#### Goal
Reformat all of the records below as a numbered list, one entry per line, with blank lines omitted.

▬▬▬▬▬▬▬▬▬▬

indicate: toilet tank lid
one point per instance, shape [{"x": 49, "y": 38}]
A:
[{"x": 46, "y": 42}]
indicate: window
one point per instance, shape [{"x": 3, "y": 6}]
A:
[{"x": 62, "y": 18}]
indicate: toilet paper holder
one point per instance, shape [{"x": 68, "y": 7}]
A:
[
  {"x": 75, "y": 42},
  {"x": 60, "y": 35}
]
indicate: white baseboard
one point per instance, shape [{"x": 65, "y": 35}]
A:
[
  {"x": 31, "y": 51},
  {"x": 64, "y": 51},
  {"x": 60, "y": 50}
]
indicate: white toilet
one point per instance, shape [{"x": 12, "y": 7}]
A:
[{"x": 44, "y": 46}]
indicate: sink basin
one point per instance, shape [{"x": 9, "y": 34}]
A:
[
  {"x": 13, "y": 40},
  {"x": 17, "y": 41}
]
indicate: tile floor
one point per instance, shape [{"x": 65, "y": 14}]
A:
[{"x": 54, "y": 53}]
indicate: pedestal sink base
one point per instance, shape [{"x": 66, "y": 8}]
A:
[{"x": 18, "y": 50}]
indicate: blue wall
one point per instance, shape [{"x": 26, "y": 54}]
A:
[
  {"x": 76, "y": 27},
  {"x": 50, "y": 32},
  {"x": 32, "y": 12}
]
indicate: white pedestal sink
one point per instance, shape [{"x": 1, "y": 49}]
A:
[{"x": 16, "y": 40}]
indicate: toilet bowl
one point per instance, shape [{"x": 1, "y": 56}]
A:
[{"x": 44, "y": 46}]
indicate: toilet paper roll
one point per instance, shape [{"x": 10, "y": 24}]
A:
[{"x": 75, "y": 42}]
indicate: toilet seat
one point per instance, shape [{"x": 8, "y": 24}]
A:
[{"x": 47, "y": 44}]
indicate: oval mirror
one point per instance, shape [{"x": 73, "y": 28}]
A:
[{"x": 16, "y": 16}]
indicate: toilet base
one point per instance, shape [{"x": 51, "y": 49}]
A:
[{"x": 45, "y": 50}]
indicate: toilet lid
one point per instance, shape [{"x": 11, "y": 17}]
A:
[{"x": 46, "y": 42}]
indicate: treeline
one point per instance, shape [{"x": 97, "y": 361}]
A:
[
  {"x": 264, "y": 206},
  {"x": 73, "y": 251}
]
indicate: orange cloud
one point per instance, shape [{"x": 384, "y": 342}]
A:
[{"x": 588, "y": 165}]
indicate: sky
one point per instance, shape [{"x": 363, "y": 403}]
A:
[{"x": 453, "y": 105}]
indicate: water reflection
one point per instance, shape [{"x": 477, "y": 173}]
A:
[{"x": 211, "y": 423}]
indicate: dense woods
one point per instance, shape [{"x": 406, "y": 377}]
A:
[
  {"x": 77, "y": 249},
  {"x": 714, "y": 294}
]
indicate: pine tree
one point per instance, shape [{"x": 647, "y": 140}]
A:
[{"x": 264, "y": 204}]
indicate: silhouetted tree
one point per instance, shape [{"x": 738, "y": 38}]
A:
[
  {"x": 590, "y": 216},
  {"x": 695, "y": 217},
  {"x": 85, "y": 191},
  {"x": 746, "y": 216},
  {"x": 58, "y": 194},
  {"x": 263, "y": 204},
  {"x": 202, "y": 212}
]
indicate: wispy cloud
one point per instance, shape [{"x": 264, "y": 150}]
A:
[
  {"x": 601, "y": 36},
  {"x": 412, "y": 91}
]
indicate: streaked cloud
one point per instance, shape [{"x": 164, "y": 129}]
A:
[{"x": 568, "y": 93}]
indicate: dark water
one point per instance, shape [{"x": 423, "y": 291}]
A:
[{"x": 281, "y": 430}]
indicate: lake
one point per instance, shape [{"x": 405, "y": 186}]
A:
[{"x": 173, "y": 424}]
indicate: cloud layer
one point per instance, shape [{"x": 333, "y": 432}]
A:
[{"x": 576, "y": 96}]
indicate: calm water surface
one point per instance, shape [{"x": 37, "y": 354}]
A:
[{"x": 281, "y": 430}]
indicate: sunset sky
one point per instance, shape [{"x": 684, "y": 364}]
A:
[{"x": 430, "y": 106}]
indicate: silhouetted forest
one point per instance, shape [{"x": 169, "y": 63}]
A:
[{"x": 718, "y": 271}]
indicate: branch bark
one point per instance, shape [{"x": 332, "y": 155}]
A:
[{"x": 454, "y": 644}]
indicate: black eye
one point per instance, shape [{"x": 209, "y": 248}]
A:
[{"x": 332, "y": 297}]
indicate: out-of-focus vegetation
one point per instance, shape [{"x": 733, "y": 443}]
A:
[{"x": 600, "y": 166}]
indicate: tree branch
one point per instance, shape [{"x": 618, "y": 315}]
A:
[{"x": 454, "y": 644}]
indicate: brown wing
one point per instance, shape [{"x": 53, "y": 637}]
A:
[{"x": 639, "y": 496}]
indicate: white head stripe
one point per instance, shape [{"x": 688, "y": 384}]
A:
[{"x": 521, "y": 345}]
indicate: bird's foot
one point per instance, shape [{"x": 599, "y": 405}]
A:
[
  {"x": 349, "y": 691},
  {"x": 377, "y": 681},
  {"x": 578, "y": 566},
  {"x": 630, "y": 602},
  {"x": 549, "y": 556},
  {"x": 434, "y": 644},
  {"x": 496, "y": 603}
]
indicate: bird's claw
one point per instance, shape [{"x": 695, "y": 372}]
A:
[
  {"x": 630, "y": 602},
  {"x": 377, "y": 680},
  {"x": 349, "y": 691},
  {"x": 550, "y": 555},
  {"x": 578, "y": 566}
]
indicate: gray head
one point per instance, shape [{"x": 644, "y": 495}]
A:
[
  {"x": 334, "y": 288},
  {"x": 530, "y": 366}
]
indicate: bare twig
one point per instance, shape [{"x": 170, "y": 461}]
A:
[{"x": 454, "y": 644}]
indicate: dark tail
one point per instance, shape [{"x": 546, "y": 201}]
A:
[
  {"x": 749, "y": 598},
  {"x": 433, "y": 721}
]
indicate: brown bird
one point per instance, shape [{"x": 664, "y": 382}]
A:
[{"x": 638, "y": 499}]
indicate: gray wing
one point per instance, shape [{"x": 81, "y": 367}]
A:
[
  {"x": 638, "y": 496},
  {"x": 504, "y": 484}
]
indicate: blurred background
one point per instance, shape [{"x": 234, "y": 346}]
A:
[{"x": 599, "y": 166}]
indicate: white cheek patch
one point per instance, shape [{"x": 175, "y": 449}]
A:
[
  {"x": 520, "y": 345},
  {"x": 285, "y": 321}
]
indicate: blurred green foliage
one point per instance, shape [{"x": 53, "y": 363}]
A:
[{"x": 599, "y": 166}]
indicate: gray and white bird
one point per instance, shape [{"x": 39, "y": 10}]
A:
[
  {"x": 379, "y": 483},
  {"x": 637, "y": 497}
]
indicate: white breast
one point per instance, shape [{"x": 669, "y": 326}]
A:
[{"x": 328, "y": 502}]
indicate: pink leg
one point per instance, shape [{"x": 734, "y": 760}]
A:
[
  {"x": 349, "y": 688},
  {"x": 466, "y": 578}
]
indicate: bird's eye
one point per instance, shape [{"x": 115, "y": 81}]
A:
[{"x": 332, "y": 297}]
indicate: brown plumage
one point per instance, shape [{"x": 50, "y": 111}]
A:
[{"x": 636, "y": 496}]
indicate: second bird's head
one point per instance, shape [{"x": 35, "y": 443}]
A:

▬▬▬▬▬▬▬▬▬▬

#### Answer to this problem
1. indicate: toilet tank lid
2. one point per instance, shape [{"x": 49, "y": 38}]
3. A:
4. [{"x": 46, "y": 42}]
5. indicate: window
6. one point per instance, shape [{"x": 3, "y": 6}]
7. A:
8. [{"x": 62, "y": 18}]
9. indicate: toilet paper holder
10. one point per instance, shape [{"x": 68, "y": 7}]
11. A:
12. [
13.   {"x": 75, "y": 42},
14.   {"x": 60, "y": 35}
15. ]
16. indicate: white baseboard
17. one point per instance, shape [{"x": 65, "y": 35}]
18. A:
19. [
20.   {"x": 31, "y": 51},
21.   {"x": 64, "y": 51},
22.   {"x": 60, "y": 50}
23. ]
24. indicate: white toilet
25. one point per instance, shape [{"x": 12, "y": 7}]
26. A:
27. [{"x": 44, "y": 46}]
28. indicate: sink basin
29. one point per instance, shape [{"x": 9, "y": 34}]
30. A:
31. [
32.   {"x": 13, "y": 40},
33.   {"x": 17, "y": 41}
34. ]
35. indicate: tile floor
36. one point per instance, shape [{"x": 65, "y": 14}]
37. A:
38. [{"x": 54, "y": 53}]
39. indicate: pedestal sink base
40. one point per instance, shape [{"x": 66, "y": 8}]
41. A:
42. [{"x": 18, "y": 50}]
43. indicate: blue wall
44. one point per instance, shape [{"x": 26, "y": 54}]
45. A:
46. [
47.   {"x": 76, "y": 27},
48.   {"x": 50, "y": 32},
49.   {"x": 32, "y": 12}
50. ]
51. indicate: white pedestal sink
52. one point per instance, shape [{"x": 1, "y": 49}]
53. A:
54. [{"x": 16, "y": 40}]
55. indicate: toilet bowl
56. one point per instance, shape [{"x": 1, "y": 56}]
57. A:
58. [{"x": 44, "y": 46}]
59. indicate: toilet paper roll
60. one point per instance, shape [{"x": 10, "y": 24}]
61. A:
62. [{"x": 75, "y": 42}]
63. indicate: toilet seat
64. one point per instance, shape [{"x": 8, "y": 24}]
65. A:
66. [{"x": 47, "y": 44}]
67. indicate: oval mirror
68. one point per instance, shape [{"x": 73, "y": 28}]
69. A:
70. [{"x": 16, "y": 16}]
71. indicate: toilet base
72. one point per instance, shape [{"x": 51, "y": 49}]
73. A:
74. [{"x": 45, "y": 50}]
75. indicate: toilet lid
76. one point per instance, shape [{"x": 11, "y": 17}]
77. A:
78. [{"x": 46, "y": 42}]
79. indicate: treeline
80. one point per instance, shape [{"x": 97, "y": 361}]
81. A:
82. [
83.   {"x": 264, "y": 206},
84.   {"x": 73, "y": 251}
85. ]
86. indicate: orange cloud
87. one point per instance, shape [{"x": 384, "y": 342}]
88. A:
89. [{"x": 588, "y": 165}]
90. indicate: sky
91. one point per instance, shape [{"x": 363, "y": 403}]
92. A:
93. [{"x": 453, "y": 105}]
94. indicate: water reflection
95. one point per instance, shape [{"x": 477, "y": 173}]
96. A:
97. [{"x": 211, "y": 423}]
98. indicate: dense woods
99. one point per instance, shape [{"x": 406, "y": 377}]
100. A:
101. [
102.   {"x": 77, "y": 249},
103.   {"x": 714, "y": 294}
104. ]
105. indicate: pine tree
106. one point per instance, shape [{"x": 647, "y": 140}]
107. A:
108. [{"x": 264, "y": 204}]
109. indicate: silhouetted tree
110. one point per instance, shape [{"x": 738, "y": 38}]
111. A:
112. [
113.   {"x": 590, "y": 216},
114.   {"x": 695, "y": 217},
115.   {"x": 85, "y": 191},
116.   {"x": 746, "y": 216},
117.   {"x": 58, "y": 194},
118.   {"x": 263, "y": 204},
119.   {"x": 202, "y": 212}
120. ]
121. indicate: wispy cloud
122. one point per instance, shape [{"x": 264, "y": 150}]
123. A:
124. [
125.   {"x": 601, "y": 36},
126.   {"x": 412, "y": 91}
127. ]
128. indicate: streaked cloud
129. one point per instance, shape [{"x": 164, "y": 129}]
130. A:
131. [{"x": 568, "y": 93}]
132. indicate: dark water
133. one point per instance, shape [{"x": 423, "y": 291}]
134. A:
135. [{"x": 281, "y": 430}]
136. indicate: lake
137. one point per instance, shape [{"x": 405, "y": 186}]
138. A:
139. [{"x": 173, "y": 424}]
140. indicate: cloud layer
141. one point per instance, shape [{"x": 333, "y": 432}]
142. A:
143. [{"x": 576, "y": 96}]
144. indicate: calm water surface
145. one point per instance, shape [{"x": 37, "y": 354}]
146. A:
147. [{"x": 281, "y": 430}]
148. indicate: sunset sky
149. one point per instance, shape [{"x": 684, "y": 364}]
150. A:
151. [{"x": 430, "y": 106}]
152. indicate: silhouetted forest
153. one point per instance, shape [{"x": 169, "y": 63}]
154. A:
155. [{"x": 718, "y": 271}]
156. indicate: branch bark
157. one point per instance, shape [{"x": 332, "y": 155}]
158. A:
159. [{"x": 454, "y": 644}]
160. indicate: black eye
161. one point per instance, shape [{"x": 209, "y": 248}]
162. A:
163. [{"x": 332, "y": 297}]
164. indicate: out-of-focus vegetation
165. one point per instance, shape [{"x": 733, "y": 443}]
166. A:
167. [{"x": 600, "y": 166}]
168. indicate: tree branch
169. one point per instance, shape [{"x": 618, "y": 315}]
170. A:
171. [{"x": 454, "y": 644}]
172. indicate: brown wing
173. one point per instance, shape [{"x": 53, "y": 637}]
174. A:
175. [{"x": 639, "y": 496}]
176. indicate: white head stripe
177. one point per instance, shape [{"x": 688, "y": 384}]
178. A:
179. [{"x": 521, "y": 345}]
180. indicate: bird's foot
181. one point per instance, shape [{"x": 599, "y": 405}]
182. A:
183. [
184.   {"x": 349, "y": 691},
185.   {"x": 377, "y": 681},
186.   {"x": 578, "y": 566},
187.   {"x": 630, "y": 602},
188.   {"x": 549, "y": 556},
189.   {"x": 434, "y": 644},
190.   {"x": 496, "y": 603}
191. ]
192. indicate: bird's claw
193. one point per instance, shape [{"x": 695, "y": 372}]
194. A:
195. [
196.   {"x": 630, "y": 602},
197.   {"x": 377, "y": 680},
198.   {"x": 349, "y": 691},
199.   {"x": 550, "y": 555},
200.   {"x": 578, "y": 566}
201. ]
202. indicate: gray head
203. one point per instance, shape [{"x": 644, "y": 495}]
204. A:
205. [
206.   {"x": 334, "y": 288},
207.   {"x": 530, "y": 366}
208. ]
209. indicate: bare twig
210. one point per instance, shape [{"x": 170, "y": 461}]
211. A:
212. [{"x": 454, "y": 644}]
213. indicate: dark tail
214. one point per instance, shape [{"x": 546, "y": 201}]
215. A:
216. [
217.   {"x": 749, "y": 598},
218.   {"x": 433, "y": 721}
219. ]
220. indicate: brown bird
221. one point per instance, shape [{"x": 664, "y": 382}]
222. A:
223. [{"x": 638, "y": 499}]
224. indicate: gray wing
225. one point per instance, shape [{"x": 81, "y": 367}]
226. A:
227. [
228.   {"x": 638, "y": 496},
229.   {"x": 504, "y": 484}
230. ]
231. indicate: blurred background
232. one point per instance, shape [{"x": 234, "y": 346}]
233. A:
234. [{"x": 599, "y": 166}]
235. indicate: white cheek patch
236. one point per instance, shape [{"x": 175, "y": 449}]
237. A:
238. [
239.   {"x": 520, "y": 345},
240.   {"x": 285, "y": 321}
241. ]
242. indicate: blurred green foliage
243. one point per instance, shape [{"x": 53, "y": 363}]
244. A:
245. [{"x": 599, "y": 166}]
246. indicate: gray and white bird
247. one point per instance, shape [{"x": 39, "y": 10}]
248. A:
249. [
250.   {"x": 379, "y": 483},
251.   {"x": 637, "y": 497}
252. ]
253. indicate: white breast
254. one point per instance, shape [{"x": 669, "y": 326}]
255. A:
256. [{"x": 328, "y": 502}]
257. indicate: pink leg
258. one point per instance, shape [{"x": 734, "y": 760}]
259. A:
260. [
261.   {"x": 349, "y": 688},
262.   {"x": 466, "y": 578}
263. ]
264. indicate: bird's eye
265. one point per instance, shape [{"x": 115, "y": 81}]
266. A:
267. [{"x": 332, "y": 297}]
268. indicate: brown plumage
269. one point per instance, shape [{"x": 50, "y": 111}]
270. A:
271. [{"x": 636, "y": 496}]
272. indicate: second bird's head
273. one point per instance, shape [{"x": 35, "y": 443}]
274. A:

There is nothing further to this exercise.